## Listed records
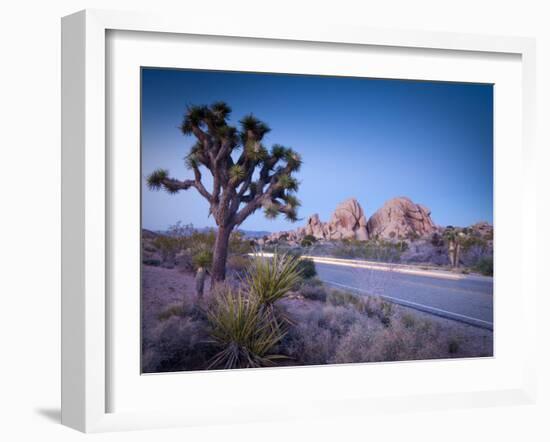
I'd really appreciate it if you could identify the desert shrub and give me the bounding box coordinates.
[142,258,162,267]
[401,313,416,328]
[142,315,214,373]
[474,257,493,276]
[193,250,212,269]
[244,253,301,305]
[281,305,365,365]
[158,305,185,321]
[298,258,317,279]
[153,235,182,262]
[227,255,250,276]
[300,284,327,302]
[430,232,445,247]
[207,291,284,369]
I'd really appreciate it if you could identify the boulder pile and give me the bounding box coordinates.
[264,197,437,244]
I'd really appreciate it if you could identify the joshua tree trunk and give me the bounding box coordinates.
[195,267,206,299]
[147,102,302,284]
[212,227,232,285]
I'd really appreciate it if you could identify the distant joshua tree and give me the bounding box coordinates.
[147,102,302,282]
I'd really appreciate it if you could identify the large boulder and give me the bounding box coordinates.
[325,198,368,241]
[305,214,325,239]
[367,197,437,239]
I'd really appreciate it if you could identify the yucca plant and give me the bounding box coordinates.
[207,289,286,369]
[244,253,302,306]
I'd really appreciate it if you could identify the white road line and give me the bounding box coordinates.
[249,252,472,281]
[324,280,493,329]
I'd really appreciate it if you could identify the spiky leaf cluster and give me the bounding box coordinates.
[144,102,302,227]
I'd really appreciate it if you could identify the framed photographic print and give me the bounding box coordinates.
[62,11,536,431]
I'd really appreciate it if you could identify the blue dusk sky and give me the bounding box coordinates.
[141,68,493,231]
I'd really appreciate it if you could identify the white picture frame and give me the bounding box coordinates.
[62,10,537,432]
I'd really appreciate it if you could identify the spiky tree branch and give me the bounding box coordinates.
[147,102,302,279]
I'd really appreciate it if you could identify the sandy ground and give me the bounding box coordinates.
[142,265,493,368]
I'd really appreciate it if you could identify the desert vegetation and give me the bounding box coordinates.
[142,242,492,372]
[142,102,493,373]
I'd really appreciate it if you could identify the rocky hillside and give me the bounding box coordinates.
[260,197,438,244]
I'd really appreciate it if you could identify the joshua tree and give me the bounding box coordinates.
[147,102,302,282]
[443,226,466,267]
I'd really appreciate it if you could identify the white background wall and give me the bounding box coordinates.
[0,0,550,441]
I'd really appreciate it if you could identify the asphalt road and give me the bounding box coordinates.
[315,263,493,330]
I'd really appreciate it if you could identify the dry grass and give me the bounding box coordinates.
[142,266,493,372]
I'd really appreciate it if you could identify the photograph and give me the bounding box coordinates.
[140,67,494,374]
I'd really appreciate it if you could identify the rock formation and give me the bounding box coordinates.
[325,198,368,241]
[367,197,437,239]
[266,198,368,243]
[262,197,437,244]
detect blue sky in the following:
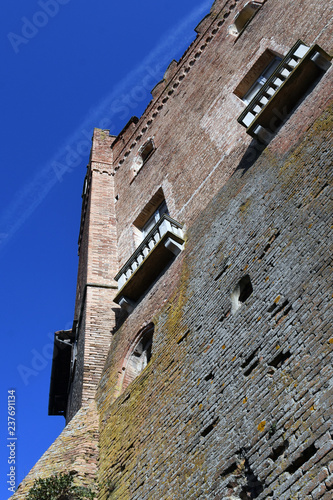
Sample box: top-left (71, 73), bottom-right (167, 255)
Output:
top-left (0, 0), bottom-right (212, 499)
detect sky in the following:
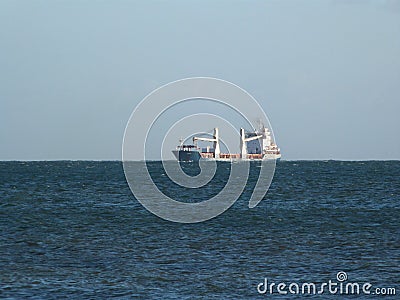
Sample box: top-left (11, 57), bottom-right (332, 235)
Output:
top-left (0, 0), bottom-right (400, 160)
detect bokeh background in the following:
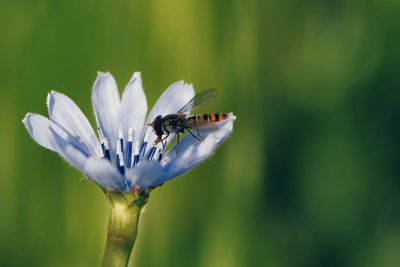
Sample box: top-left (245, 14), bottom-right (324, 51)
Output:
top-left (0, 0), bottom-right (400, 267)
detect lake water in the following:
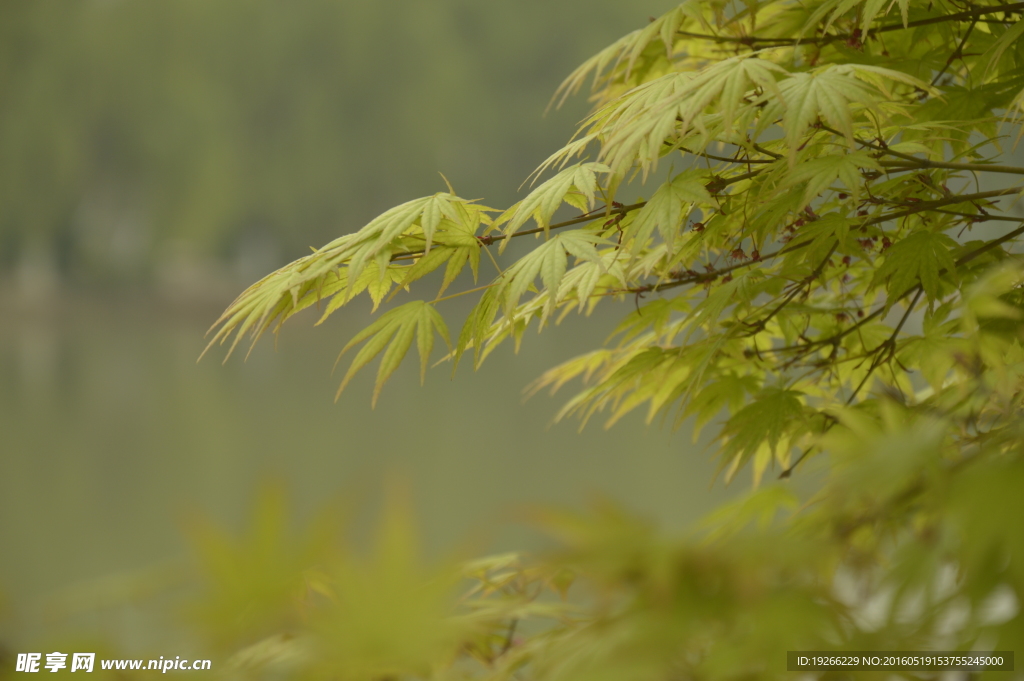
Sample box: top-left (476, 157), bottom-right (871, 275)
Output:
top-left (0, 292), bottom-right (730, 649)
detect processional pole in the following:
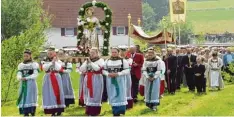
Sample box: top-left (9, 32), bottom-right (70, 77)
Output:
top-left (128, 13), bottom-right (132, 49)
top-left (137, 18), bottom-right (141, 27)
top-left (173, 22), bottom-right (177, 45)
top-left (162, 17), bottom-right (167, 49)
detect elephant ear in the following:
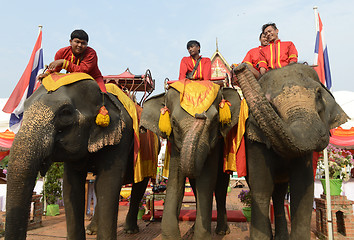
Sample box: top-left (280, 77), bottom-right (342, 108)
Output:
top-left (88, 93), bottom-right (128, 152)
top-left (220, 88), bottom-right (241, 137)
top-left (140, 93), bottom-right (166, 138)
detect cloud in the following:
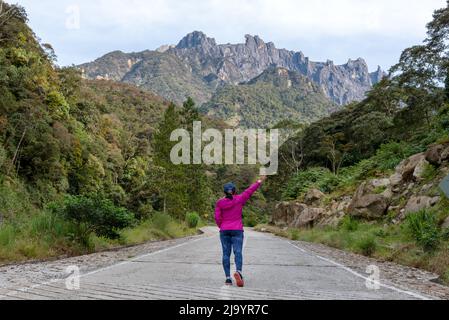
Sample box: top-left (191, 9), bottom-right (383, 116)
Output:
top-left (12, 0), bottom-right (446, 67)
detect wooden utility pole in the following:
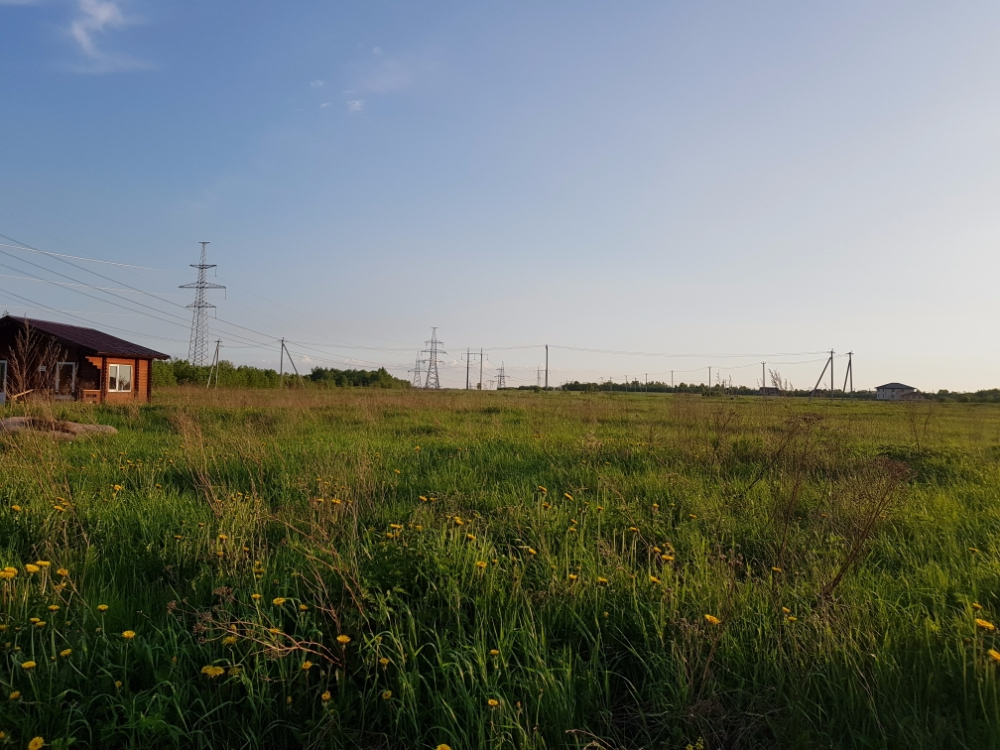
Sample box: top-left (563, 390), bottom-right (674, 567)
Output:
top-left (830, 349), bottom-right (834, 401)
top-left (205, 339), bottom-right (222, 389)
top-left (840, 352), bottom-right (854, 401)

## Exercise brief
Please write out the items again, beginning at the line that has "I'd really appreciate it if you could identify the spiky leaf" and stopping after the line that has "[141,68,493,231]". Keep the requests and raise every bounding box coordinate by 106.

## Final result
I'd really appreciate it if you could identify the spiky leaf cluster and give me the bounding box coordinates.
[250,208,408,333]
I'd really appreciate it if you could identify the framed photographic print and give me the bounding box coordinates.
[168,117,642,537]
I'd really appreciate it if you could identify the blue dusk sky and give me the bounding box coordinates.
[247,174,599,337]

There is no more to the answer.